### TEXT ###

# Advice on Big Carriage Doors?



## AlbanyTim (Jun 13, 2010)

I have a rather interesting project that I'd like to share with you in hopes of getting some helpful advice. I purchased a classic 104-year-old firehouse from the city of Chicago and am renovating it to be a video production facility (Video production is my day job). Originally the main doors for the fire engine were in the style of "carriage doors," 2 large, swinging doors. At some point, they were replaced with a roll-up, overhead, "garage style" door, which - with its large gaps on the sides - is both energy inefficient and allows street noise to easily come in and contaminate the sound of our video shooting. So I am building new carriage doors to match the original design (I have the original architectural drawings from 1906).

I want to do it right and have some questions/concerns. I want the doors to hold up well, not sag, etc.

The doors are large - each approximately 11 feet high, by 5 feet wide. The style is classic rail and stile, panel construction. For the rails and stiles, I would like to use old wood planks that I salvaged from a barn floor in Wisconsin. They are nice and thick 2+ inches, and plenty long. They are a softer, lighter wood (perhaps White Pine?).

Two questions:
First, do you think the softer, lighter wood will be a problem for me? I realize that softer wood is not as structurally strong as hardwoods, but I feel that the much lighter weight will offset those worries. (There would be much less weight to cause any sagging issues).

Second, what is your recommendations on joining the rails to the stiles? I've thought about mortise and through tenons, but with my situation, I feel that two thick (3/4"?) and (long 12"?) hardwood dowels might be the best option. Also - if you agree with my plan - do you have any advice on how to drill 6" holes in the rails and in the stiles that accurately match up?

Note: I will not personally be hanging the doors. I am letting a professional handle that tricky task.

### DATASET ROWS ###

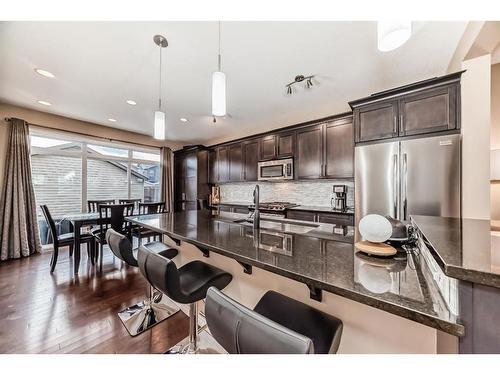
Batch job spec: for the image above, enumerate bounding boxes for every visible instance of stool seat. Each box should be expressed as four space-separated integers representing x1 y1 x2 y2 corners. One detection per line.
254 290 342 354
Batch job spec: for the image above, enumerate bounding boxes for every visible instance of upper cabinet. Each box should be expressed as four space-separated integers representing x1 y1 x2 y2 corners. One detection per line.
349 72 463 143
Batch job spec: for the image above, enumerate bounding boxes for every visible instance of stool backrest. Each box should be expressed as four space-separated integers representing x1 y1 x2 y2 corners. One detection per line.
87 199 115 212
139 202 166 215
205 287 314 354
106 229 139 267
40 204 59 246
137 245 191 303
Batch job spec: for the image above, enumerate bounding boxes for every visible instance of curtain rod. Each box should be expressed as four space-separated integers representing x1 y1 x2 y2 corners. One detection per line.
4 117 166 148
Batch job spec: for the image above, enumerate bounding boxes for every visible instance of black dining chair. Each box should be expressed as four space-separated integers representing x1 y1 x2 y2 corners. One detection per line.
40 205 96 273
134 202 167 246
92 203 134 267
87 199 115 212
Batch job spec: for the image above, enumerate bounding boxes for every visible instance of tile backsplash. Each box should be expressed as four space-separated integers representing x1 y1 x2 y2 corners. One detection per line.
220 180 354 207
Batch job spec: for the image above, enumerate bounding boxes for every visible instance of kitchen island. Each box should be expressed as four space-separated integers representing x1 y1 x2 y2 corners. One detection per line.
127 210 465 346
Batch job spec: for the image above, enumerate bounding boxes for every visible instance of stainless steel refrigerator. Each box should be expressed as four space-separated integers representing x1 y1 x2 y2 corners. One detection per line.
354 134 461 228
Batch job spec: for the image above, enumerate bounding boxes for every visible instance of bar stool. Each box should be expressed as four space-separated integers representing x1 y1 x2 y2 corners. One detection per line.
138 246 233 353
106 229 180 336
205 288 342 354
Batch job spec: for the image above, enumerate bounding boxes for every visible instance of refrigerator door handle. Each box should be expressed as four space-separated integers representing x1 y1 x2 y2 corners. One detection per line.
402 153 408 220
392 154 399 219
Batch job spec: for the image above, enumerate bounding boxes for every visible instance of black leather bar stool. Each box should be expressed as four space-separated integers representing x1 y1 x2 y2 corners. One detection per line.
106 229 179 336
205 288 342 354
138 246 233 353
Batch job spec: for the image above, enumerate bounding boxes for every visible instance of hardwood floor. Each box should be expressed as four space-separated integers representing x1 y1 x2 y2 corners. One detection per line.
0 246 188 353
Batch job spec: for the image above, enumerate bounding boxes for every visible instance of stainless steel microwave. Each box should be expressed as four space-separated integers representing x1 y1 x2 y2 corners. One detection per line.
258 158 293 181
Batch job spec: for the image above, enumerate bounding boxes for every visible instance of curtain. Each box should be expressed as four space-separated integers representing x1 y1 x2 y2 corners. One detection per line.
0 119 42 260
160 147 174 212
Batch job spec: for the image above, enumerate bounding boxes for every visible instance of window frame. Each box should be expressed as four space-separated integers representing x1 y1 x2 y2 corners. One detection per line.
29 125 162 212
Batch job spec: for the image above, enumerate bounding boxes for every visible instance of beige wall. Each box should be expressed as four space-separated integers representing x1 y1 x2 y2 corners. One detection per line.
462 54 491 219
490 64 500 220
0 103 186 198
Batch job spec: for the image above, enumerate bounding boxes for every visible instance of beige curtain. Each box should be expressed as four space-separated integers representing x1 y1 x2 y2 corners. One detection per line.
160 147 174 212
0 119 42 260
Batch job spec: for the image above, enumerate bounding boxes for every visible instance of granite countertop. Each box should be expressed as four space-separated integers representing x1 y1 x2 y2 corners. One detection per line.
411 215 500 288
127 210 465 336
289 205 354 215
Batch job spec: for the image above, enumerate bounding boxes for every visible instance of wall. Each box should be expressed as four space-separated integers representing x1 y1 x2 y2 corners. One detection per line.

###

- AIM OF THE TASK: Summarize the carriage-door post above in two sentences.

- SOLUTION: The poster is renovating a 104-year-old Chicago firehouse into a video production facility and is building carriage doors to the original 1906 design to replace a roll-up door that wastes energy and lets in street noise. The poster asks whether soft, light planks salvaged from a barn floor will hold up in the roughly 11-by-5-foot rail-and-stile doors, and whether thick hardwood dowels are a good way to join the rails to the stiles, including how to drill 6-inch holes that match up accurately.